• Belirtilen amaç
Aşağıdaki Basel ve BIS konulu metnin tamamını alıp hiçbir değişiklik yapmadan harfiyen yeniden yazınız.

• Seçilmiş bölüm
━━━
Basel birçoğumuz için sadece haritadan tanıdığımız, İsviçre'nin kuzeyinde Fransız ve Alman hudutlarının birleştiği yere yakın, küçük bir kenttir. Fakat Basel aslında dünya ekonomisi açısından son derece büyük önemi haiz bir kenttir. Çünkü Basel 'Bank For International Settlements' denen ve kısaca 'BIS' adı ile anılan uluslararası kuruluşun bulunduğu yerdir. Bu kuruluşun işlevi ve komiteleri çok az kişi tarafından tanınır. Ancak Basel, 2007 yılından başlayarak Türkiye'de iş yapan ve bankalar ile çalışan, teminat alan ve veren veya kredi kullanan her kişi ve kurumu çok yakından ilgilendirecek bazı kuralların üzerinde yapılan en son uluslararası anlaşmalar nedeni ile, tümümüzün cebini son derece yakından ilgilendirecek hale gelecek. Bu nedenle tekrar küçük bir ikaz yapalım. Bu konu ile ilgilenin, içerik ve anlamını öğrenin!

BIS gelişmiş ülkelerin Merkez Bankaları ve bankacılık denetim otoritelerinden yetkililerin katılımı ile görev yapar. BIS aslında ilk defa 1988 yılında gündeme getirdiği Basel 1 ve şimdi de yeniden gündeme gelen Basel 2 denen, adı 'sermaye uzlaşısı' olan düzenlemeler ve kurallar nedeni ile her kişiyi ilgilendiriyor. BIS; 'Basel Komitesi' adında, uluslararası bir kurumsal yapı ile bankalar ve mali kuruluşların sermaye yeterliliği, denetim ve gözetimi ve bankalar üzerinde piyasa disiplini konusuna ilişkin bazı standartları gündeme getiren ve yayan kuruluş.
━━━
• Sağlanan veriler
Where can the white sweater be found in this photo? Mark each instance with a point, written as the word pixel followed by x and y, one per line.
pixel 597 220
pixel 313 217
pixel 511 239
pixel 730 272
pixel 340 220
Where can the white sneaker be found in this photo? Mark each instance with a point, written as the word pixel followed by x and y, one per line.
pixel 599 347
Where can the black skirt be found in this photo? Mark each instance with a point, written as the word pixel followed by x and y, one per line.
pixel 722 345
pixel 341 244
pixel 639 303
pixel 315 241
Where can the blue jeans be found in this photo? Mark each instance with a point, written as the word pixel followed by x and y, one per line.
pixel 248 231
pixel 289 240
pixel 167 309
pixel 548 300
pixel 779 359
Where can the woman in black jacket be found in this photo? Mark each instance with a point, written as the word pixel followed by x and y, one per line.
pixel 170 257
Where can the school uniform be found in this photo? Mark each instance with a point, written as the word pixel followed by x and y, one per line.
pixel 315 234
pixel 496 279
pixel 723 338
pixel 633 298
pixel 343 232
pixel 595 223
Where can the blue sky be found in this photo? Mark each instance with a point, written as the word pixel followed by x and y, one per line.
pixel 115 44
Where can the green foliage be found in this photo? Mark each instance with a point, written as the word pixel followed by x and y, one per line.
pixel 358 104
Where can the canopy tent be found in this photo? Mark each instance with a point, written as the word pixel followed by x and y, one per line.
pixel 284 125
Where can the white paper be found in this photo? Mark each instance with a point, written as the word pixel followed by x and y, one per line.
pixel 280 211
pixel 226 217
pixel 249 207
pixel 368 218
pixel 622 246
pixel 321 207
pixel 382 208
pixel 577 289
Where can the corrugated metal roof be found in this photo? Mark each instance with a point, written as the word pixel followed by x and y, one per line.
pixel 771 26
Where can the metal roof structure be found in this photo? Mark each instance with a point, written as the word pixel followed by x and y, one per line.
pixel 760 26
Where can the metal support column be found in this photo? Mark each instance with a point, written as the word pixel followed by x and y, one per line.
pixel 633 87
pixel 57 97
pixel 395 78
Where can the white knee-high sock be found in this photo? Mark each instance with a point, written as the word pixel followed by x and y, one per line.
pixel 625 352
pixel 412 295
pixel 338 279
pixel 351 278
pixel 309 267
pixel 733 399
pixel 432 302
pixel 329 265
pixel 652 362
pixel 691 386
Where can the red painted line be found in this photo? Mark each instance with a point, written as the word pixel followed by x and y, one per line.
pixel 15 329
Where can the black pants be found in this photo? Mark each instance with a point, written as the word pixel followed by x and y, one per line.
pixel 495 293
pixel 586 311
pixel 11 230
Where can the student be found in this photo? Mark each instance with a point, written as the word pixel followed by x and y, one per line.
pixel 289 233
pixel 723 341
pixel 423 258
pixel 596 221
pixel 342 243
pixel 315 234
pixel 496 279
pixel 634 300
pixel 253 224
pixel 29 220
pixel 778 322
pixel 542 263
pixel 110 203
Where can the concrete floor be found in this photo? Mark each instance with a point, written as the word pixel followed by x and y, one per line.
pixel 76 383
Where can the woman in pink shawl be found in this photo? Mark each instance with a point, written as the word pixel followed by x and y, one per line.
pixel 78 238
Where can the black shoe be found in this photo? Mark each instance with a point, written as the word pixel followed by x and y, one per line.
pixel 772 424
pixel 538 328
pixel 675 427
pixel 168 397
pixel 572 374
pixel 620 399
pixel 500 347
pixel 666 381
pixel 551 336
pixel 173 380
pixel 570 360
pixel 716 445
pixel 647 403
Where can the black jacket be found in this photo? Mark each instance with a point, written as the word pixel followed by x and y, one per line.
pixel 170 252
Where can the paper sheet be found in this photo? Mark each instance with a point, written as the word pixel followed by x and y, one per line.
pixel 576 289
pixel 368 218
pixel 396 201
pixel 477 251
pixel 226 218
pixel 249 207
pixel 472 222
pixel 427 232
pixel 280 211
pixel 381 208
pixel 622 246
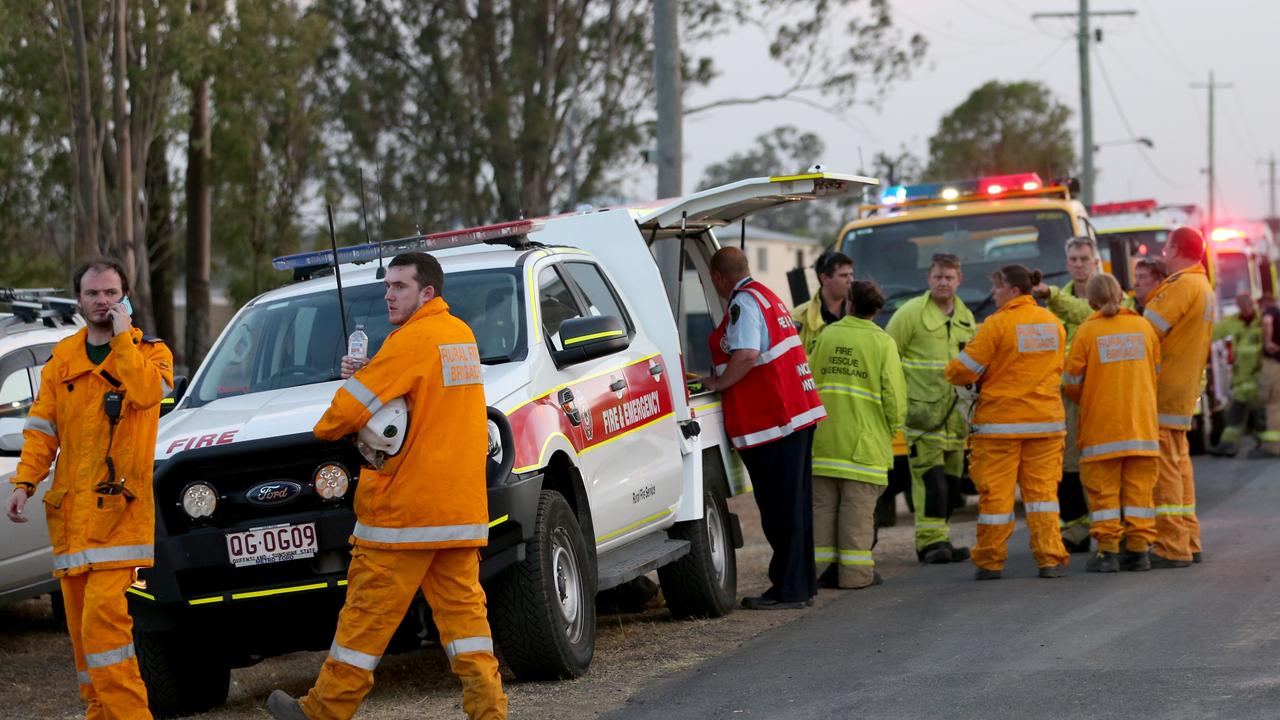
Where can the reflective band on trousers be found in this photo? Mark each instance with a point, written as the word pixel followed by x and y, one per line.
pixel 856 557
pixel 1161 324
pixel 1019 428
pixel 353 657
pixel 984 519
pixel 1120 446
pixel 109 656
pixel 460 646
pixel 437 533
pixel 362 395
pixel 970 363
pixel 95 555
pixel 41 425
━━━
• Tamamlanan görev
Basel birçoğumuz için sadece haritadan tanıdığımız, İsviçre'nin kuzeyinde Fransız ve Alman hudutlarının birleştiği yere yakın, küçük bir kenttir. Fakat Basel aslında dünya ekonomisi açısından son derece büyük önemi haiz bir kenttir. Çünkü Basel 'Bank For International Settlements' denen ve kısaca 'BIS' adı ile anılan uluslararası kuruluşun bulunduğu yerdir. Bu kuruluşun işlevi ve komiteleri çok az kişi tarafından tanınır. Ancak Basel, 2007 yılından başlayarak Türkiye'de iş yapan ve bankalar ile çalışan, teminat alan ve veren veya kredi kullanan her kişi ve kurumu çok yakından ilgilendirecek bazı kuralların üzerinde yapılan en son uluslararası anlaşmalar nedeni ile, tümümüzün cebini son derece yakından ilgilendirecek hale gelecek. Bu nedenle tekrar küçük bir ikaz yapalım. Bu konu ile ilgilenin, içerik ve anlamını öğrenin!

BIS gelişmiş ülkelerin Merkez Bankaları ve bankacılık denetim otoritelerinden yetkililerin katılımı ile görev yapar. BIS aslında ilk defa 1988 yılında gündeme getirdiği Basel 1 ve şimdi de yeniden gündeme gelen Basel 2 denen, adı 'sermaye uzlaşısı' olan düzenlemeler ve kurallar nedeni ile her kişiyi ilgilendiriyor. BIS; 'Basel Komitesi' adında, uluslararası bir kurumsal yapı ile bankalar ve mali kuruluşların sermaye yeterliliği, denetim ve gözetimi ve bankalar üzerinde piyasa disiplini konusuna ilişkin bazı standartları gündeme getiren ve yayan kuruluş.